- A block of data
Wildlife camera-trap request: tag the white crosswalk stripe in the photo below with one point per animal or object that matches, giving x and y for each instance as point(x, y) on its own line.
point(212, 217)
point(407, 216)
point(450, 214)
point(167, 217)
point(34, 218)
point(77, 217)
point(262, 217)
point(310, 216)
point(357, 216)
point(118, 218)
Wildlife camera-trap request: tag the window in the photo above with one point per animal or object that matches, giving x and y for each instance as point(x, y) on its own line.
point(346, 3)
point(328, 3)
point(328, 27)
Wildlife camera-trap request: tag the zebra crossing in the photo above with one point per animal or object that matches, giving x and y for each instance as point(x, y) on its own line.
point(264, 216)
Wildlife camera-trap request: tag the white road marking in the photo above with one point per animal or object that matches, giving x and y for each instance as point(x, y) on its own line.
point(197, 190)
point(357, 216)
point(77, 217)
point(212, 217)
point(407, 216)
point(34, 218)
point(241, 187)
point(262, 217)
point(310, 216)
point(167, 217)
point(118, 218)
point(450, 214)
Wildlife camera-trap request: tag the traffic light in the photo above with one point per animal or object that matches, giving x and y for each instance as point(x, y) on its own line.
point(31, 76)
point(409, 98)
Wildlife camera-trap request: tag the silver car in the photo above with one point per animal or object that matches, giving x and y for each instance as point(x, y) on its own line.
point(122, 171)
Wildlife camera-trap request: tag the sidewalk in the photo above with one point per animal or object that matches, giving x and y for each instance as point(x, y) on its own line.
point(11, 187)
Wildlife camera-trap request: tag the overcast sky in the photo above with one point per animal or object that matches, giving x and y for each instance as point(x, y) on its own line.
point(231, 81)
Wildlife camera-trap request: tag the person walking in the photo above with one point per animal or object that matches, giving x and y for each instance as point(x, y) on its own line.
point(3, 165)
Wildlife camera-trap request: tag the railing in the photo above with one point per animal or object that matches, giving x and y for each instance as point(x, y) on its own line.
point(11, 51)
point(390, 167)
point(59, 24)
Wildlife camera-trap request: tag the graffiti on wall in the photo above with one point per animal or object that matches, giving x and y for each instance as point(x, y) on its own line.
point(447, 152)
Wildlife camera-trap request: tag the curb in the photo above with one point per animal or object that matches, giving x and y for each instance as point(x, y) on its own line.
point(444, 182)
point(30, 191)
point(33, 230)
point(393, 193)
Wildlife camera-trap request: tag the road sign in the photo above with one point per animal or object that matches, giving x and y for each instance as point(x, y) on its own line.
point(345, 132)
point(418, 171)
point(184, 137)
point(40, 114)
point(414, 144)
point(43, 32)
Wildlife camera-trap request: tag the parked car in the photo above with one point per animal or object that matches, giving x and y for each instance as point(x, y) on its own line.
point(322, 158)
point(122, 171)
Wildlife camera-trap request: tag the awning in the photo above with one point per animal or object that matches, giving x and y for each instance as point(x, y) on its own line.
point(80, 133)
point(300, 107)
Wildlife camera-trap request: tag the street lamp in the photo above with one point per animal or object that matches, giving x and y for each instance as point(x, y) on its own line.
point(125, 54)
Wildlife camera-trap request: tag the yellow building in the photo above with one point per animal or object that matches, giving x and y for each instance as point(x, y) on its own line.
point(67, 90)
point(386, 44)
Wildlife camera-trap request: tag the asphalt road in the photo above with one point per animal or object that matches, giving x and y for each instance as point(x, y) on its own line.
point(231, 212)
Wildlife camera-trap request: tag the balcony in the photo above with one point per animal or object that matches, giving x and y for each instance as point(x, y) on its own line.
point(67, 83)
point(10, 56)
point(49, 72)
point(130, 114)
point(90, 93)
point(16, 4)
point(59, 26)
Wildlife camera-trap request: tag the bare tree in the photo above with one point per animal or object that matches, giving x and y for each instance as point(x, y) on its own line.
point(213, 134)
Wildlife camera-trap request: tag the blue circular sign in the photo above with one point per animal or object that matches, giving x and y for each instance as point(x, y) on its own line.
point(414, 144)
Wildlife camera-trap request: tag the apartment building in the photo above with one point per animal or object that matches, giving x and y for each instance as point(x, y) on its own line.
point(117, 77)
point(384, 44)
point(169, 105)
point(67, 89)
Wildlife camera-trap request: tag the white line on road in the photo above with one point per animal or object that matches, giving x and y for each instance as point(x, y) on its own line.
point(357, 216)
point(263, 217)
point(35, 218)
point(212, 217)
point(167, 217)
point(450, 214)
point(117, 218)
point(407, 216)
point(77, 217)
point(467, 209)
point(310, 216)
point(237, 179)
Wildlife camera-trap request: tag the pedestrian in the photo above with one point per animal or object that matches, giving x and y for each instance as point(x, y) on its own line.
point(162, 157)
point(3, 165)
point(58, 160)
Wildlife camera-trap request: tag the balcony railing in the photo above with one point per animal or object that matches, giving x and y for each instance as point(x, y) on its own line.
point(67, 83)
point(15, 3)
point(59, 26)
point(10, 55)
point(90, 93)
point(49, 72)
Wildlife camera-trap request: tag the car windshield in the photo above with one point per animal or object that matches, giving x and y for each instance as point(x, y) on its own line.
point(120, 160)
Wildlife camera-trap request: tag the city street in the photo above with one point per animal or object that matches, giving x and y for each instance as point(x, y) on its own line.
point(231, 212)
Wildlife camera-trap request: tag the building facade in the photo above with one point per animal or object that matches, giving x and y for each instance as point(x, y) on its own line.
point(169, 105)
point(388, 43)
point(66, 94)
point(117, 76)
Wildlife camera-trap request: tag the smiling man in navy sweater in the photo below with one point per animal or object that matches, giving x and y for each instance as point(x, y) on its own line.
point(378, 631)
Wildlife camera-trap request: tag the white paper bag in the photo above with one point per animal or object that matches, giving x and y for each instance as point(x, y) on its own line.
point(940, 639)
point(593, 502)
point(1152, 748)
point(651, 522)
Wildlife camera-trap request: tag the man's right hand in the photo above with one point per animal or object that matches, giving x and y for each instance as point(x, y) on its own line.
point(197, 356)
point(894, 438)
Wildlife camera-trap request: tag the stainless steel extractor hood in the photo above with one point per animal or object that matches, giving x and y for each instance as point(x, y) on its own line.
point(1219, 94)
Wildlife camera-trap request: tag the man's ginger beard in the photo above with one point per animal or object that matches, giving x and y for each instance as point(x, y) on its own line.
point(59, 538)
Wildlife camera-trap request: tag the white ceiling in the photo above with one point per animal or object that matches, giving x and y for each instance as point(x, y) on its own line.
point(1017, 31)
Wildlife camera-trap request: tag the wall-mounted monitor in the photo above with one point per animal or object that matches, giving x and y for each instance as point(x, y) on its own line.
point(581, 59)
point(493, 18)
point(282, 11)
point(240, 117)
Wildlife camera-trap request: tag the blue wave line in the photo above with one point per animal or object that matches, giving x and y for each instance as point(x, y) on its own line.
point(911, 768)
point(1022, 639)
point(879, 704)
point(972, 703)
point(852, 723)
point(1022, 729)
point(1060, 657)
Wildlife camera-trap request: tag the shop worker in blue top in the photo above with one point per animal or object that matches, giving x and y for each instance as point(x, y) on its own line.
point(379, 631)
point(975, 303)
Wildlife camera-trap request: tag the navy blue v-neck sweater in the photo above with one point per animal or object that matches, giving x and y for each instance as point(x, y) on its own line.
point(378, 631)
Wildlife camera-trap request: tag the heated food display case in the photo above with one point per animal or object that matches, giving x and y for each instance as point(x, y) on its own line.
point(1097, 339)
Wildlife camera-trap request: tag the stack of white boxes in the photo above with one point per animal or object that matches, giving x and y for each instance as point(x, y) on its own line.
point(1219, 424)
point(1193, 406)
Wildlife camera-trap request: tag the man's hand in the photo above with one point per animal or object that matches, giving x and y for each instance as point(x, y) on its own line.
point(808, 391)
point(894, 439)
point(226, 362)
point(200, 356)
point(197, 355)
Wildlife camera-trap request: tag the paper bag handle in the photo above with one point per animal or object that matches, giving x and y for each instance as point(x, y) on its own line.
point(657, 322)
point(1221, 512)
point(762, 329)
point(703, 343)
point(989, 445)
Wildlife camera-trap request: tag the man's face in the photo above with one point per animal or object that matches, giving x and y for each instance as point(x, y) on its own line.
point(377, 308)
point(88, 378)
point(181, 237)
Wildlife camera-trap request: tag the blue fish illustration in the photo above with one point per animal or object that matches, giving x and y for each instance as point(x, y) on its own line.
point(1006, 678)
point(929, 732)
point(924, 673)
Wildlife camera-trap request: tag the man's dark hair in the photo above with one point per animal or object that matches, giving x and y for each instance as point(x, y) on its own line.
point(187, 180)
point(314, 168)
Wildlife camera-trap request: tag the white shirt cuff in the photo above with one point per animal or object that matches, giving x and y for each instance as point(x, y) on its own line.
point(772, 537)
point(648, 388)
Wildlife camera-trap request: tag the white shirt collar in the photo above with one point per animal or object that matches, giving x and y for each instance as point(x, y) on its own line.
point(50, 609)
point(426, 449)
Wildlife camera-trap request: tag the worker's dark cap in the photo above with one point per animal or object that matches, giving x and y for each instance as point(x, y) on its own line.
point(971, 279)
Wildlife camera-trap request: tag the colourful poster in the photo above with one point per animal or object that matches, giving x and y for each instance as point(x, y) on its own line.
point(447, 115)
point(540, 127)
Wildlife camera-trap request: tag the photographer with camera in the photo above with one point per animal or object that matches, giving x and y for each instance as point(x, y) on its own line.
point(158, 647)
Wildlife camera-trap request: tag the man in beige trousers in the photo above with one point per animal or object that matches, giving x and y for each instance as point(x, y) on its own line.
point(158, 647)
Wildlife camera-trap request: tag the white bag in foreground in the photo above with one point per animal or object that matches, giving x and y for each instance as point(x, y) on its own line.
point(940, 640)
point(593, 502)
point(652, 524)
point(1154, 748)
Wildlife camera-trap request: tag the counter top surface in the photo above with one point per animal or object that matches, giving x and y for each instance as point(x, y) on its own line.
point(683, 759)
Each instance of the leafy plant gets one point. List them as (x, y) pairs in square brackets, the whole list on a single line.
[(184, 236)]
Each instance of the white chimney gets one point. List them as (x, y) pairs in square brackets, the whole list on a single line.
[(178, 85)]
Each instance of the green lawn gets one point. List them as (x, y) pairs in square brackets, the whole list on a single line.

- Task to carry out
Please rewrite the lines of the listing between the one holding "Wildlife camera-trap request: tag the white road" and the one holding "point(231, 81)", inclusive, replacing "silver car" with "gray car" and leaving everything else unchanged.

- Result below
Wildlife camera-trap request: tag the white road marking in the photo above with one point per animal or object that matches, giving x and y for each instance as point(x, y) on its own line.
point(197, 190)
point(357, 216)
point(77, 217)
point(212, 217)
point(407, 216)
point(34, 218)
point(241, 187)
point(262, 217)
point(310, 216)
point(167, 217)
point(118, 218)
point(450, 214)
Wildlife camera-trap request: tag the traffic light in the photo above with one point per animal or object that matches, giving x and y for each instance as point(x, y) on its own line.
point(31, 76)
point(409, 98)
Wildlife camera-trap request: tag the gray car in the photo above with one point per animal or object that matches, giving x and y for each instance as point(x, y) on its own line.
point(122, 171)
Wildlife camera-trap request: tag the sidewalk in the photo above with one point per animal or object that matches, giving x and y for each instance as point(x, y) on its own line.
point(11, 187)
Wildlife camera-trap request: tag the overcast sky in the photo above with one point per animal or object that matches, giving x and y for each instance as point(x, y) on its own line.
point(231, 81)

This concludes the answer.